Material for this task
══════════
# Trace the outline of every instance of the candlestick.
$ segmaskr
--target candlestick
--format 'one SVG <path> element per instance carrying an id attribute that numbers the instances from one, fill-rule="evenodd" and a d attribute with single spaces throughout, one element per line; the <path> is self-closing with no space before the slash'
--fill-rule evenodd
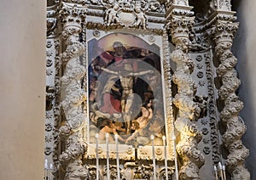
<path id="1" fill-rule="evenodd" d="M 220 172 L 221 180 L 224 180 L 221 162 L 218 162 L 218 169 L 219 169 L 219 172 Z"/>
<path id="2" fill-rule="evenodd" d="M 218 180 L 218 170 L 217 170 L 217 166 L 215 165 L 213 166 L 213 169 L 214 169 L 215 178 L 216 178 L 216 180 Z"/>
<path id="3" fill-rule="evenodd" d="M 119 170 L 119 144 L 118 144 L 118 139 L 119 139 L 119 135 L 114 134 L 114 138 L 115 138 L 115 147 L 116 147 L 116 166 L 117 166 L 117 179 L 120 180 L 120 170 Z"/>
<path id="4" fill-rule="evenodd" d="M 175 175 L 176 179 L 178 180 L 178 168 L 177 168 L 177 152 L 176 152 L 176 137 L 172 135 L 173 141 L 173 153 L 174 153 L 174 163 L 175 163 Z"/>
<path id="5" fill-rule="evenodd" d="M 99 134 L 96 133 L 95 135 L 96 140 L 96 180 L 99 180 Z"/>
<path id="6" fill-rule="evenodd" d="M 222 169 L 223 169 L 223 174 L 224 174 L 224 180 L 226 180 L 226 167 L 225 166 L 222 166 Z"/>
<path id="7" fill-rule="evenodd" d="M 110 180 L 108 138 L 109 138 L 109 134 L 106 133 L 106 145 L 107 145 L 107 179 Z"/>
<path id="8" fill-rule="evenodd" d="M 168 165 L 167 165 L 167 153 L 166 153 L 166 138 L 163 136 L 162 139 L 164 143 L 166 177 L 166 180 L 168 180 Z"/>
<path id="9" fill-rule="evenodd" d="M 152 141 L 152 160 L 153 160 L 153 170 L 154 170 L 154 180 L 156 180 L 156 169 L 155 169 L 155 157 L 154 157 L 154 135 L 151 135 Z"/>

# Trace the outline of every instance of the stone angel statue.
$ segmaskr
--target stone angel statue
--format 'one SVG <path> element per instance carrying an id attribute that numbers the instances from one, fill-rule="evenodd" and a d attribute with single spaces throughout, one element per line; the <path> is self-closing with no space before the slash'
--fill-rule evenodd
<path id="1" fill-rule="evenodd" d="M 119 3 L 115 0 L 107 0 L 106 3 L 101 0 L 101 3 L 106 8 L 104 21 L 107 25 L 122 25 L 118 15 L 121 10 Z"/>

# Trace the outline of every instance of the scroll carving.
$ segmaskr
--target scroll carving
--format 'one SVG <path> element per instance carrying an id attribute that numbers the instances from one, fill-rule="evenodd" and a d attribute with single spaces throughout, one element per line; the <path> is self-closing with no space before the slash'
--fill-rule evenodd
<path id="1" fill-rule="evenodd" d="M 61 14 L 62 37 L 67 47 L 61 54 L 62 65 L 66 65 L 61 77 L 61 107 L 66 121 L 60 128 L 60 136 L 65 144 L 60 161 L 66 172 L 65 179 L 81 179 L 88 174 L 81 161 L 86 150 L 83 128 L 87 118 L 83 105 L 86 104 L 86 92 L 82 89 L 81 79 L 86 69 L 79 60 L 79 57 L 84 53 L 84 48 L 79 39 L 85 12 L 84 8 L 76 4 L 63 3 Z"/>
<path id="2" fill-rule="evenodd" d="M 220 118 L 226 127 L 223 134 L 223 142 L 229 150 L 225 165 L 232 179 L 250 179 L 250 174 L 244 166 L 244 160 L 248 156 L 249 150 L 242 144 L 241 139 L 246 132 L 243 120 L 239 116 L 243 103 L 236 94 L 241 82 L 234 69 L 237 59 L 230 50 L 237 28 L 238 23 L 217 20 L 209 33 L 214 35 L 215 53 L 220 62 L 217 68 L 217 74 L 221 78 L 222 84 L 218 89 L 218 95 L 224 101 Z"/>
<path id="3" fill-rule="evenodd" d="M 177 145 L 181 160 L 179 176 L 181 179 L 199 179 L 199 168 L 204 164 L 205 158 L 197 149 L 197 144 L 202 138 L 195 125 L 201 108 L 199 104 L 194 101 L 197 87 L 191 77 L 194 62 L 188 55 L 190 44 L 189 32 L 194 24 L 194 17 L 190 17 L 192 12 L 188 9 L 191 9 L 191 7 L 183 10 L 180 7 L 176 8 L 173 5 L 167 25 L 170 27 L 172 42 L 176 46 L 171 59 L 177 64 L 172 81 L 177 87 L 173 104 L 178 109 L 175 127 L 180 133 Z"/>

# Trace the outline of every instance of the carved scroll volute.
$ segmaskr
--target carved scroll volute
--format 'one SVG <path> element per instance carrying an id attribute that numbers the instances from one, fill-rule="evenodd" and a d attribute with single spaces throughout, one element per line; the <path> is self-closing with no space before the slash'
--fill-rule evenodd
<path id="1" fill-rule="evenodd" d="M 63 3 L 61 19 L 65 51 L 61 54 L 64 75 L 61 77 L 61 106 L 65 120 L 60 128 L 60 136 L 65 150 L 60 155 L 65 179 L 83 179 L 87 176 L 81 158 L 86 150 L 83 128 L 86 121 L 84 104 L 86 104 L 86 92 L 82 88 L 81 79 L 86 68 L 79 59 L 84 52 L 79 42 L 82 22 L 85 19 L 84 7 Z"/>
<path id="2" fill-rule="evenodd" d="M 177 2 L 173 1 L 174 3 Z M 178 109 L 175 128 L 179 132 L 177 138 L 177 151 L 181 162 L 179 171 L 181 179 L 200 179 L 199 169 L 205 161 L 203 154 L 197 149 L 197 144 L 201 139 L 201 132 L 196 127 L 195 121 L 201 110 L 198 104 L 193 101 L 197 87 L 191 77 L 194 62 L 188 55 L 189 32 L 194 25 L 191 9 L 192 7 L 189 6 L 172 4 L 167 11 L 169 14 L 166 14 L 166 27 L 176 47 L 171 54 L 171 59 L 177 64 L 172 81 L 177 87 L 177 93 L 174 97 L 173 104 Z"/>
<path id="3" fill-rule="evenodd" d="M 224 101 L 220 119 L 226 127 L 223 134 L 223 142 L 230 153 L 225 165 L 232 179 L 250 179 L 250 174 L 244 167 L 244 160 L 248 156 L 249 150 L 242 144 L 241 139 L 246 132 L 246 126 L 238 115 L 243 108 L 243 103 L 236 94 L 241 82 L 234 69 L 237 59 L 230 50 L 234 34 L 238 29 L 238 23 L 233 22 L 236 20 L 233 15 L 234 12 L 218 14 L 217 20 L 208 33 L 214 37 L 215 54 L 220 63 L 217 68 L 217 74 L 222 84 L 218 89 L 218 96 Z"/>

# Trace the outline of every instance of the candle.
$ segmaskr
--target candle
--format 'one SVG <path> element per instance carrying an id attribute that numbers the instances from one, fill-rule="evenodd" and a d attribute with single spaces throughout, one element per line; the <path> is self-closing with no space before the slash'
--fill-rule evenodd
<path id="1" fill-rule="evenodd" d="M 223 174 L 224 174 L 224 180 L 226 180 L 226 172 L 225 172 L 226 167 L 224 165 L 222 166 L 222 169 L 223 169 Z"/>
<path id="2" fill-rule="evenodd" d="M 44 179 L 48 179 L 48 160 L 44 160 Z"/>
<path id="3" fill-rule="evenodd" d="M 106 145 L 107 145 L 107 179 L 110 180 L 108 138 L 109 138 L 109 134 L 106 133 Z"/>
<path id="4" fill-rule="evenodd" d="M 154 157 L 154 135 L 151 135 L 152 141 L 152 160 L 153 160 L 153 168 L 154 168 L 154 180 L 156 180 L 156 169 L 155 169 L 155 157 Z"/>
<path id="5" fill-rule="evenodd" d="M 119 139 L 119 135 L 114 134 L 114 138 L 115 138 L 115 147 L 116 147 L 116 166 L 117 166 L 117 179 L 120 180 L 120 170 L 119 170 L 119 144 L 118 144 L 118 139 Z"/>
<path id="6" fill-rule="evenodd" d="M 217 166 L 214 165 L 213 166 L 213 169 L 214 169 L 214 174 L 215 174 L 215 178 L 216 180 L 218 180 L 218 170 L 217 170 Z"/>
<path id="7" fill-rule="evenodd" d="M 44 160 L 44 169 L 48 170 L 48 160 L 47 159 L 45 159 L 45 160 Z"/>
<path id="8" fill-rule="evenodd" d="M 174 153 L 174 162 L 175 162 L 175 174 L 176 179 L 178 180 L 178 168 L 177 168 L 177 153 L 176 153 L 176 137 L 172 135 L 172 141 L 173 141 L 173 153 Z"/>
<path id="9" fill-rule="evenodd" d="M 224 180 L 221 162 L 218 162 L 218 169 L 219 169 L 219 172 L 220 172 L 221 180 Z"/>
<path id="10" fill-rule="evenodd" d="M 99 180 L 99 134 L 96 133 L 95 135 L 96 140 L 96 180 Z"/>
<path id="11" fill-rule="evenodd" d="M 51 176 L 52 170 L 53 170 L 53 165 L 50 163 L 49 164 L 49 180 L 52 179 L 52 176 Z"/>
<path id="12" fill-rule="evenodd" d="M 168 180 L 168 165 L 167 165 L 167 153 L 166 153 L 166 138 L 165 136 L 163 136 L 162 138 L 163 138 L 163 142 L 164 142 L 166 177 L 166 180 Z"/>

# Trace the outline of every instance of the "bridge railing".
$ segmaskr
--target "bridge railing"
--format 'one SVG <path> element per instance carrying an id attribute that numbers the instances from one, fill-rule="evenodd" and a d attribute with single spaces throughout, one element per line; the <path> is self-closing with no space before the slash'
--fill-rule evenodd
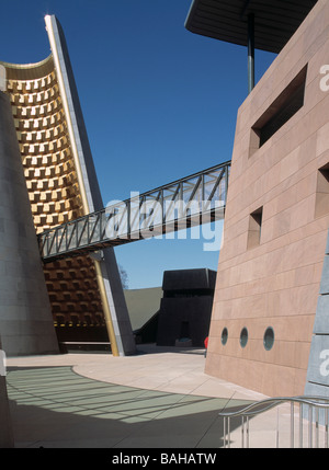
══════════
Problem description
Rewrite the data from the line containing "# Trace the outline of every instance of the carved" through the line containing "77 L 61 106", putting "stone scroll ornament" in place of "carved scroll volute" and keeping everything else as it is.

Expected answer
# Trace the outline of every instance of the stone scroll ornament.
$ segmaskr
--target stone scroll ornament
--format 'one SVG <path> element per instance carrying an id attribute that numbers the instances from one, fill-rule="evenodd" and a d attribute with single spaces throughout, one element per line; the <path> is self-closing with no space before the slash'
--fill-rule evenodd
<path id="1" fill-rule="evenodd" d="M 63 3 L 61 19 L 65 51 L 61 54 L 64 75 L 61 77 L 61 106 L 65 120 L 60 128 L 60 136 L 65 150 L 60 155 L 65 179 L 83 179 L 87 176 L 81 158 L 86 150 L 83 128 L 86 121 L 84 104 L 86 104 L 86 92 L 82 88 L 81 79 L 86 68 L 79 59 L 84 52 L 79 42 L 82 22 L 85 19 L 84 7 Z"/>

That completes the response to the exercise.